■ **Aufgabenstellung**: Schreiben Sie aus dem Textauszug über Thumanns Buch „Revanche“ den Abschnitt wörtlich ab, beginnend bei den Worten „In der journalistischen“ und endend nach „in eine Kamera.“.

■ **Textauszug**:

┌────────

Slawist Michael Thumann beschreibt in "Revanche" den Ukraine-Krieg als Wladimir Putins Rachefeldzug.

13.02.2023
2024-02-28T10:49:02.3600Z
4 Min

In der journalistischen Tradition Gerd Ruges beobachtet und analysiert Michael Thumann für die Wochenzeitschrift "Die Zeit" die Entwicklungen im post-sowjetischen Russland. Der studierte Slawist lebte seit Anfang der 1990er viele Jahre im Land und leitet zurzeit zum dritten Mal das Moskauer Büro der "Zeit". Wladimir Putins Angriffskrieg gegen die Ukraine erlebte Thumann vor Ort: Dies verleiht seinen Berichten mehr Authentizität als vielen TV-Reportagen. Denn die Russen sprechen zwar gerne mit einem Fremden, der ihre Sprache beherrscht, aber ungern in eine Kamera.

Nachdem der Buchmarkt zwei Wellen mit eher Putin-freundlichen Publikationen erlebte, verzichten die aktuellen Russland-Bücher auf solch verständnisvolle Untertöne. Keines dieser Bücher ist jedoch gut wie die Arbeit Thumanns. Er hat Putin bereits 1999 interviewt und betrachtet den Kriegsherrn ganz nüchtern. Über zwei Jahrzehnte sei das Verhalten des Westens gegenüber Putins Ambitionen von Gutgläubigkeit, Vertrauensvorschüssen und Kumpanei geprägt gewesen. Dies hätte Putin erst groß gemacht, ist sich Thumann sicher. Nicht nur für Bundeskanzler Gerhard Schröder (SPD) sei Putin "ein lupenreiner Demokrat" gewesen - "sogar bei den Grünen gab es Leute, die sich von Putin gern täuschen ließen". Thumann rechnet mit der deutschen Öffentlichkeit ab, die sich "überrascht" und "enttäuscht" von dem Gewaltmenschen im Kreml zeige: "Die Illusionen westlicher Politiker und Geschäftsleute haben Wladimir Putin geholfen, die Welt heute derart zu bedrohen."

└────────

■ **Gegebene Daten**:
┌────────

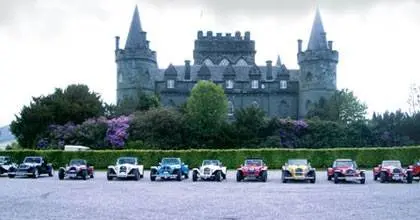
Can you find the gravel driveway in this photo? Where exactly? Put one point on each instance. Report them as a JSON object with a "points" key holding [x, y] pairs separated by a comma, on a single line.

└────────

■ **Ausgeführte Aufgabe**:
In der journalistischen Tradition Gerd Ruges beobachtet und analysiert Michael Thumann für die Wochenzeitschrift "Die Zeit" die Entwicklungen im post-sowjetischen Russland. Der studierte Slawist lebte seit Anfang der 1990er viele Jahre im Land und leitet zurzeit zum dritten Mal das Moskauer Büro der "Zeit". Wladimir Putins Angriffskrieg gegen die Ukraine erlebte Thumann vor Ort: Dies verleiht seinen Berichten mehr Authentizität als vielen TV-Reportagen. Denn die Russen sprechen zwar gerne mit einem Fremden, der ihre Sprache beherrscht, aber ungern in eine Kamera.